Guerra de facções e o drama de famílias de crianças mortas em tiroteios no Ceará

"Uma criança totalmente inocente paga por uma coisa que não envolve ela. As facções só pioram e os moradores da comunidade pagam um preço muito alto", diz parente de vítima

11:23 | Set. 11, 2022

Por: Jéssika Sisnando
Maria Alice, de apenas dois anos de idade, morreu por disparo de arma de fogo em Messejana (foto: arquivo pessoal )

Maria Alice Justino de Sousa — ou Lilice, como era chamada —, tinha apenas dois anos de idade e brincava com crianças na calçada de casa quando foi atingida a tiros e morreu na comunidade da Lagoa Seca, em Messejana, no dia 3 de setembro. Uma outra menina de sete anos também foi baleada, mas sobreviveu. Nessa sexta-feira, 9, parentes da criança protestaram na Grande Messejana pedindo por Justiça após a missa se sétimo dia.

Os parentes das crianças vítimas de Crimes Violentos Letais Intencionais (CVLI) apontam que a briga entre as facções criminosas está dizimando famílias. Em duas semanas três crianças foram mortas vítimas de violência, todos os casos teriam relação com a briga de grupos criminosos nas comunidades.

Parentes do Abraão Lucca, de nove meses, morto após ser baleado no dia 20 de agosto, no bairro Pici, possuem a mesma percepção sobre a destruição causada pela guerra entre as organizações criminosas.

"As guerras já vinham acontecendo, não é à toa que o Abraão morreu por causa das guerras malditas, onde só quem paga são os inocentes. (...) Todos nós corremos risco de ser alvo de uma bala perdida por causa dessa guerra maldita que não acaba nunca. No caso do Abraão não foi bala perdida. O criminoso fez porque quis", relata uma parente cujo nome será preservado pelo O POVO.

# DADOS REGISTRADOS
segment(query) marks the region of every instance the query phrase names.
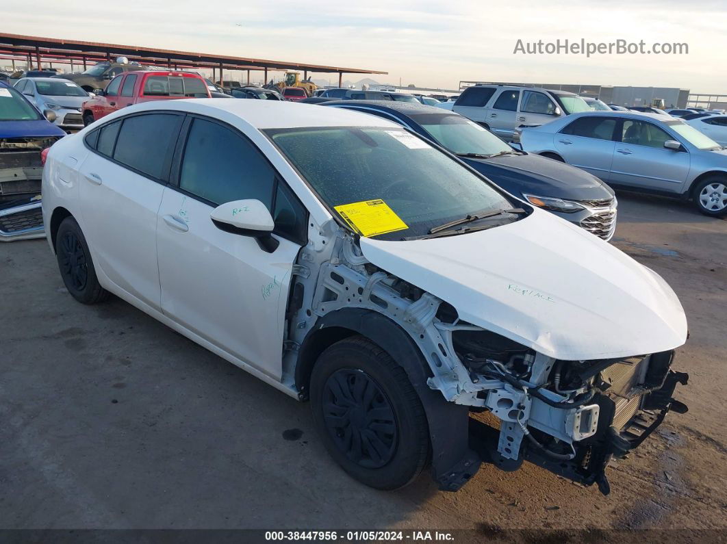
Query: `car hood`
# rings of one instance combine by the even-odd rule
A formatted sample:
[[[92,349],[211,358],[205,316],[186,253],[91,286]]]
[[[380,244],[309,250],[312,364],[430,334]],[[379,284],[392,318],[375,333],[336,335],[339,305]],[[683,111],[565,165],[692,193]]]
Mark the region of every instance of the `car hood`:
[[[465,158],[478,171],[518,198],[526,192],[573,200],[611,198],[614,191],[588,172],[537,155]]]
[[[461,319],[556,359],[654,353],[686,339],[684,311],[661,277],[540,210],[470,234],[360,244],[371,263]]]
[[[0,121],[0,138],[65,136],[65,133],[45,119]]]
[[[57,104],[59,106],[63,106],[63,107],[73,107],[78,109],[81,107],[81,105],[88,100],[90,97],[87,94],[84,97],[53,97],[43,95],[43,98],[46,102],[50,102],[51,104]]]

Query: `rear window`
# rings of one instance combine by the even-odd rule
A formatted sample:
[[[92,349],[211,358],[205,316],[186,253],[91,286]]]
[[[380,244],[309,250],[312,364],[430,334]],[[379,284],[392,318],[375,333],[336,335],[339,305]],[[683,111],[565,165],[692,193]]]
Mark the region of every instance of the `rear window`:
[[[150,76],[144,82],[144,96],[204,98],[207,97],[207,86],[199,78]]]
[[[40,113],[12,87],[0,86],[0,121],[36,121]]]

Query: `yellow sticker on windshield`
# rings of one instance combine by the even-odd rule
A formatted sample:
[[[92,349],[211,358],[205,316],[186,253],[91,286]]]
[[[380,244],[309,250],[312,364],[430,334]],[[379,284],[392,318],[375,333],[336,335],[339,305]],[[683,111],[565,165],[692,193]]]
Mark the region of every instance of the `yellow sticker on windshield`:
[[[361,236],[375,236],[409,226],[382,200],[364,200],[335,207],[348,226]]]

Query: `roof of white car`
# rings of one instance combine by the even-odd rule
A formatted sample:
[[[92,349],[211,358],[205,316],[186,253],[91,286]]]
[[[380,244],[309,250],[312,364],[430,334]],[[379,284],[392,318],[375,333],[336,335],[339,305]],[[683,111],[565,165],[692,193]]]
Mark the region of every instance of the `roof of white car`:
[[[321,107],[316,104],[294,102],[255,100],[240,98],[198,98],[145,102],[132,107],[145,110],[179,110],[207,115],[222,121],[239,117],[256,129],[289,129],[305,126],[382,126],[401,129],[401,126],[379,117],[338,107]],[[130,113],[132,108],[126,110]]]

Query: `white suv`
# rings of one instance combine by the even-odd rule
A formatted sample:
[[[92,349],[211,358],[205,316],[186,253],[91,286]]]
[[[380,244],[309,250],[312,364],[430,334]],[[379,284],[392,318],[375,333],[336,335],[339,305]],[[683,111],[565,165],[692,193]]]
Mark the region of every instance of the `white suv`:
[[[590,109],[572,92],[506,85],[467,87],[452,107],[507,141],[513,139],[518,126],[543,125]]]

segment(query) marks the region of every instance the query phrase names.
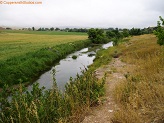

# DESAFIO 1
Passe para o inglês esta frase da reportagem sobre a guerra de facções no Ceará: "Uma outra menina de sete anos também foi baleada, mas sobreviveu."
# DESAFIO 2
Cite sem nenhuma alteração o trecho da reportagem sobre a guerra de facções no Ceará, começando em "Parentes do Abraão" e terminando em "as organizações criminosas.".
# DESAFIO 3
Estenda a reportagem sobre as crianças mortas em tiroteios no Ceará a partir do ponto em que ela para.
A listagem é um material à parte, independente do texto da página.

# RESPOSTA 1
Another seven-year-old girl was also shot, but survived.

# RESPOSTA 2
Parentes do Abraão Lucca, de nove meses, morto após ser baleado no dia 20 de agosto, no bairro Pici, possuem a mesma percepção sobre a destruição causada pela guerra entre as organizações criminosas.

# RESPOSTA 3
"Uma criança totalmente inocente paga por uma coisa que não envolve ela. A cada dia que passa as
facções só pioram e os moradores da comunidade pagam um preço muito alto por isso. Pagam com a
própria vida e por isso fica", descreve a familiar de Abraaão.

A família de Maria Alice também não se identifica. No crime que ela foi vítima, um adulto também
morreu. Ele seria o alvo dos executores. Conforme o familiar, passados sete dias do crime, não há presos. A menina foi atingida por três tiros.

"A gente está sem chão. Sem coragem para seguir em frente. Era uma criança que transmitia alegria para todas as crianças que estavam perto dela", comenta.

"Eu creio que esse pessoal sabe quem é e quem não é envolvido. Que eles briguem e deixem os cidadãos em paz, deixem as crianças viverem. A gente que é cidadão não tem culpa. Está virando uma coisa comum, teve o caso do Santa Filomena, que os pais foram mortos e uma criança baleada", relata.

O fato que o familiar de Maria se refere aconteceu na última quinta-feira, 8. No Conjunto Santa Filomena, Jangurussu, quando um casal foi morto e a criança, menina de dois anos de idade, foi baleada dentro da própria residência. Com a situação, a menina que foi socorrida a uma unidade de saúde ficou órfã.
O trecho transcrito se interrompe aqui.